§ Problem requirements
Copy each line below without leaving any out.

[Position annotation records]
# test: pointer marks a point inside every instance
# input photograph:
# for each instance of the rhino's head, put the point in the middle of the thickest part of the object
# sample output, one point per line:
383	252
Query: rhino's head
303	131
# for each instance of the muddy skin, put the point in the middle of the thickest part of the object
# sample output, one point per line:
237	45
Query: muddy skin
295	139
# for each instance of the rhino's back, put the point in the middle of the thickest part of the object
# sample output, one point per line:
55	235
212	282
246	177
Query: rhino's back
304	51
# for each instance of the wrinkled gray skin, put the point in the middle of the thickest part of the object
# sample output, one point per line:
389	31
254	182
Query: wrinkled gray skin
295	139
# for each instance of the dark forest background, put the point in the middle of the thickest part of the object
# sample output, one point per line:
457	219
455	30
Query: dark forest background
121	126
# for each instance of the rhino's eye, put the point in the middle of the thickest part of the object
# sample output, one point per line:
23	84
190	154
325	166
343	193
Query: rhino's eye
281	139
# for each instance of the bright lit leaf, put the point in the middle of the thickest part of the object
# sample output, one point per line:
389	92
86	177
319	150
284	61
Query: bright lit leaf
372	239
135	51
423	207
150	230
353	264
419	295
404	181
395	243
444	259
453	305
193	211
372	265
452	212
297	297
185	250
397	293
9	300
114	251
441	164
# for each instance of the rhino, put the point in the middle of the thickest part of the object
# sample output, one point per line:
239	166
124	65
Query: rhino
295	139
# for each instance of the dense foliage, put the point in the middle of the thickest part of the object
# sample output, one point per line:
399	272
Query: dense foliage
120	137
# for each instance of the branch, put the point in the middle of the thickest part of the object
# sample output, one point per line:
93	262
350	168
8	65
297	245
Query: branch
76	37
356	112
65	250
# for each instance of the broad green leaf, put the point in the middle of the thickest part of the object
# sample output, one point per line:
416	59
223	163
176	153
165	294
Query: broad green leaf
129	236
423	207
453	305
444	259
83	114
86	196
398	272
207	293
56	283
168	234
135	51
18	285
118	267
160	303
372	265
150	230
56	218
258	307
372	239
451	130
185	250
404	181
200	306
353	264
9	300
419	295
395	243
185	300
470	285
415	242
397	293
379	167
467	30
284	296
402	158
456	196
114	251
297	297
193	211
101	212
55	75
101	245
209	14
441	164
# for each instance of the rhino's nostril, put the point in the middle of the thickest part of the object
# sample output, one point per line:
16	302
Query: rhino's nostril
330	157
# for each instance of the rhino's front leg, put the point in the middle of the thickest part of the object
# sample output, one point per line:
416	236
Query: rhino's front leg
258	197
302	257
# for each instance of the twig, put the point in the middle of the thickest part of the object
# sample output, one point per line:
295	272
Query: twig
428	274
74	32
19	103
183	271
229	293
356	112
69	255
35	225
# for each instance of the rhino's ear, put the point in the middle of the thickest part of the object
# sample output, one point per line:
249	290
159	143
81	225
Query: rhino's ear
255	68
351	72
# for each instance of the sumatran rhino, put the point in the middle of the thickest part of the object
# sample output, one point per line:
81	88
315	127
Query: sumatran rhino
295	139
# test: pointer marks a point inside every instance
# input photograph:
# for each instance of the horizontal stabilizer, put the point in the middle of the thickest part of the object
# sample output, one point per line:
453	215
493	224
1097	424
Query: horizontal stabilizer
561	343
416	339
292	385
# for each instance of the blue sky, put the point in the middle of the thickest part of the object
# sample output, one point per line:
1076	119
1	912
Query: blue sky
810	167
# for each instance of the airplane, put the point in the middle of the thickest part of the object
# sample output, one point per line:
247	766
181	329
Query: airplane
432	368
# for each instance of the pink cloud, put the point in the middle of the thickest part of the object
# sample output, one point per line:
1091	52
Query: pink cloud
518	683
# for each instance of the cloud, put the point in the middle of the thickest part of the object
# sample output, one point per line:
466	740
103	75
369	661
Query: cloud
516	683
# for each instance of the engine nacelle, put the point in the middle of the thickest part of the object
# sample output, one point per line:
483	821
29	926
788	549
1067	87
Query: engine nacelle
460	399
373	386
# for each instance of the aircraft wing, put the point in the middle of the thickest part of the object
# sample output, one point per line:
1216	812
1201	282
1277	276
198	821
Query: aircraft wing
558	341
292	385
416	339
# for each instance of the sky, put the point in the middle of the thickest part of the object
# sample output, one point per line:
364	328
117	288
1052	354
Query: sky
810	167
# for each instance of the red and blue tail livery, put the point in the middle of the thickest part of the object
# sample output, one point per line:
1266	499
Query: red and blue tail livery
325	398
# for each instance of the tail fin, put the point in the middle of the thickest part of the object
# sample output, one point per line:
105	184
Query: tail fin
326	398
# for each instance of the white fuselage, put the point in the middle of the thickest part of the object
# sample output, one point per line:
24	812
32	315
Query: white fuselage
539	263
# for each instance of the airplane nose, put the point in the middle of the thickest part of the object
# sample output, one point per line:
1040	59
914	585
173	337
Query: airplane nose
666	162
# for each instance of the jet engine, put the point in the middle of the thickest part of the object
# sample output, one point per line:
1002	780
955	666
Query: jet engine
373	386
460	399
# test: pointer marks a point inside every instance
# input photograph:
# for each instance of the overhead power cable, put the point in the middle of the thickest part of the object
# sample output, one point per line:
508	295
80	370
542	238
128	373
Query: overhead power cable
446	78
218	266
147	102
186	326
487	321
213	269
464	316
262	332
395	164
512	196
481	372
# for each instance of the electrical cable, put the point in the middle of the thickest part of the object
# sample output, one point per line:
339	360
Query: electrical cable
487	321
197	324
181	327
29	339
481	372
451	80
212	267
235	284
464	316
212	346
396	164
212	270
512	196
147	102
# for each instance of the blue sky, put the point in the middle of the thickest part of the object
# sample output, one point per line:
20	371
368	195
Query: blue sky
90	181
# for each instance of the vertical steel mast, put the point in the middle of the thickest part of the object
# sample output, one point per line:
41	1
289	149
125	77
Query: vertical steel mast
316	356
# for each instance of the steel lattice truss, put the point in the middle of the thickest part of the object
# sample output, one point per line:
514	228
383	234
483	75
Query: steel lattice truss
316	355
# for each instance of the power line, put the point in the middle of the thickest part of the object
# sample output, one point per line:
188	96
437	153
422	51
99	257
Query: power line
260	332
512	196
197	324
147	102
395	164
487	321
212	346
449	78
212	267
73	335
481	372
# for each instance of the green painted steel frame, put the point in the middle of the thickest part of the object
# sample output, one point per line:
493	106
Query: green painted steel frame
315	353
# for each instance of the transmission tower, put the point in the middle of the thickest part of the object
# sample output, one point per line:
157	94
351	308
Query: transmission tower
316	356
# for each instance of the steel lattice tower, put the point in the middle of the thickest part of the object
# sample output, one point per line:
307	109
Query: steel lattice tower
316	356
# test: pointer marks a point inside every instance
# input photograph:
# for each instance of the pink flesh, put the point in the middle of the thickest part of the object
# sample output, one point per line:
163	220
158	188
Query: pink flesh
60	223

§ Exercise result
# test: pointer marks a point inside every instance
# input photograph:
# for each instance of the rhino's head, put the point in the middle of the thickest part of the object
# sample output, one point per line:
383	252
Query: rhino's head
303	131
# for each instance of the muddy skin, put the point in the middle of the thickest part of the object
# sample output, one point per line:
237	45
Query: muddy skin
295	139
# for each instance of the rhino's back, put the point in the middle of the thickest part of the object
# sample output, one point per line:
55	235
212	282
246	177
Query: rhino's back
304	51
# for each instance of the wrinkled gray skin, put the point in the middle of the thickest part of the object
# sample output, one point per line:
389	31
254	182
Query: wrinkled gray skin
295	139
# for each instance of the dark forest background, put the point in the middle of the thickest part of the object
# sample output, one point per line:
457	219
455	30
Query: dark forest background
121	126
# for each instance of the rhino's eye, put the point in the middle of the thickest part of the object
# sample output, one point per line:
23	84
190	154
325	166
343	193
Query: rhino's eye
281	139
# for each instance of the bright lit leaf, put the point in the middle of the thickest part of the object
# sample output, one point per line:
389	92
86	177
319	150
284	61
Query: bright lit leaf
372	239
135	51
423	207
150	230
353	264
419	295
404	181
395	243
444	259
453	305
193	211
372	265
452	212
297	297
185	250
397	293
9	300
114	251
441	164
# for each instance of the rhino, put the point in the middle of the thickest part of the object
# sample output, one point per line:
239	166
124	65
Query: rhino
295	139
# for each instance of the dense foliage, put the point in the middle of the thickest part of the object
# sample output, one point per line:
399	272
Query: dense foliage
120	137
# for each instance of the branch, put the point in the middle of the thickest part of the object
# sample output, one point per line:
93	262
350	168
8	65
297	245
Query: branch
76	37
356	112
65	250
# for each instance of the broad green leaf, put the point in the middle of the thickest part of the object
# sample output, one point per line:
416	59
223	163
176	153
165	294
Query: broad green leaf
129	236
423	207
453	305
444	259
83	114
86	196
398	272
207	293
56	283
168	234
135	51
18	285
118	267
160	303
372	265
150	230
56	218
258	307
372	239
451	130
185	250
404	181
200	306
353	264
9	300
419	295
395	243
185	300
470	285
415	242
397	293
379	167
467	30
284	296
402	158
456	196
114	251
297	297
193	211
101	212
55	75
101	245
209	14
441	164
# for each instance of the rhino's nostril, put the point in the middle of the thickest part of the object
# sample output, one point per line:
16	302
Query: rhino's nostril
330	157
# for each instance of the rhino's front leg, put the point in the middle of the thickest part of the object
# sample output, one point per line:
416	236
Query: rhino's front leg
258	197
302	257
# for each instance of the twig, put the point in the middle of the thickest part of the object
# sample output, one point per line:
295	272
Query: twig
428	274
74	32
19	103
183	271
229	293
356	112
69	255
35	225
# for each instance of the rhino's ear, put the point in the middle of the thickest part of the object
# sample output, one point per line:
249	290
159	143
81	225
Query: rhino's ear
255	68
351	72
# for each instance of the sumatran rhino, put the point in the middle of the thickest part of the object
# sample output, one point per line:
81	88
315	127
Query: sumatran rhino
295	139
# test: pointer marks a point inside every instance
# input photograph:
# for each instance of the horizontal stabilizer, put the point in the middle of the thickest part of the object
# sample output, one point per line:
453	215
493	224
1097	424
Query: horizontal stabilizer
561	343
416	339
292	385
# for each instance of the blue sky, put the point in the middle of the thickest part of the object
# sample output, one point per line:
1076	119
1	912
Query: blue sky
810	167
# for each instance of the airplane, put the point in the middle of the thickest part of the object
# sample output, one point per line:
247	766
181	329
Query: airplane
432	368
# for each instance of the pink cloud, put the point in the middle of the thickest part of the object
# sample output, one point per line:
1091	52
Query: pink cloud
518	683
# for each instance of the cloud, put the point in the middle of the thickest part of the object
# sample output, one point per line:
466	740
103	75
369	661
Query: cloud
516	683
# for each instance of the engine nacelle, put the point in the middle of the thickest part of the object
# sample output, one point per line:
483	821
29	926
788	549
1067	87
Query: engine nacelle
460	399
373	386
# for each instance of the aircraft wing, put the point in the middle of the thickest part of the object
# sample output, one point per line:
1216	812
1201	282
1277	276
198	821
Query: aircraft wing
558	341
292	385
416	339
# for each instance of the sky, put the point in the middle of the thickest part of the object
# sample output, one point per line:
364	328
117	288
1052	354
Query: sky
810	167
# for each instance of the red and blue tail livery, put the point in the middle of the thickest part of the object
# sample output, one point per line:
1266	499
Query: red and blue tail livery
325	398
# for each instance of the tail fin, put the point in the middle of the thickest part of the object
# sample output, one point per line:
105	184
Query: tail fin
326	398
# for each instance of the white fuselage, put the point in the middle of the thickest part of the object
# sample output, one point per line:
24	812
32	315
Query: white fuselage
539	263
# for each instance of the airplane nose, put the point in the middle of the thickest part of the object
# sample output, one point per line:
1040	59
914	585
173	337
Query: airplane nose
666	162
# for each instance of the jet engine, put the point in the middle of the thickest part of the object
# sample output, one point per line:
1002	780
955	666
Query: jet engine
373	386
460	399
# test: pointer marks a point inside every instance
# input photograph:
# for each instance of the overhead power cable, put the point in the middle of the thickest part of the object
# sample output, one point per line:
508	295
80	370
542	238
128	373
Query: overhead power cable
446	78
218	266
147	102
186	326
487	321
213	269
464	316
262	332
395	164
512	196
481	372
# for each instance of the electrical cable, put the point in the middle of the thickest part of the object
# sample output, one point per line:
339	360
Query: electrical cable
487	321
197	324
181	327
29	339
481	372
451	80
212	267
235	284
464	316
212	346
396	164
212	270
512	196
147	102
# for each instance of the blue sky, put the point in the middle of the thickest part of the object
# sample output, one point per line:
20	371
368	195
Query: blue sky
90	181
# for each instance of the vertical steel mast, put the point in the middle of the thickest part of the object
# sample output, one point per line:
41	1
289	149
125	77
Query: vertical steel mast
316	356
# for each instance of the steel lattice truss, put the point in the middle of the thickest part of the object
# sample output, one point per line:
514	228
383	234
483	75
Query: steel lattice truss
316	355
# for each instance of the power line, put the point in the middle of the thickest part of the object
# sample output, one point per line:
188	96
437	153
422	51
99	257
Query: power line
260	332
512	196
197	324
147	102
395	164
487	321
212	346
449	78
212	267
73	335
481	372
# for each instance of the green painted steel frame, put the point in the middle of the thickest part of the object
# sample output, one point per line:
493	106
Query: green painted steel frame
315	353
# for each instance of the transmission tower, put the point in the middle of the thickest part of the object
# sample output, one point per line:
157	94
351	308
Query: transmission tower
316	356
# for each instance of the steel lattice tower, put the point in the middle of the thickest part of the object
# sample output, one point per line:
307	109
Query: steel lattice tower
316	356
# test: pointer marks a point inside every instance
# input photograph:
# for each instance of the pink flesh, put the point in the middle of the thickest part of the object
# sample output, one point per line:
163	220
158	188
Query: pink flesh
60	223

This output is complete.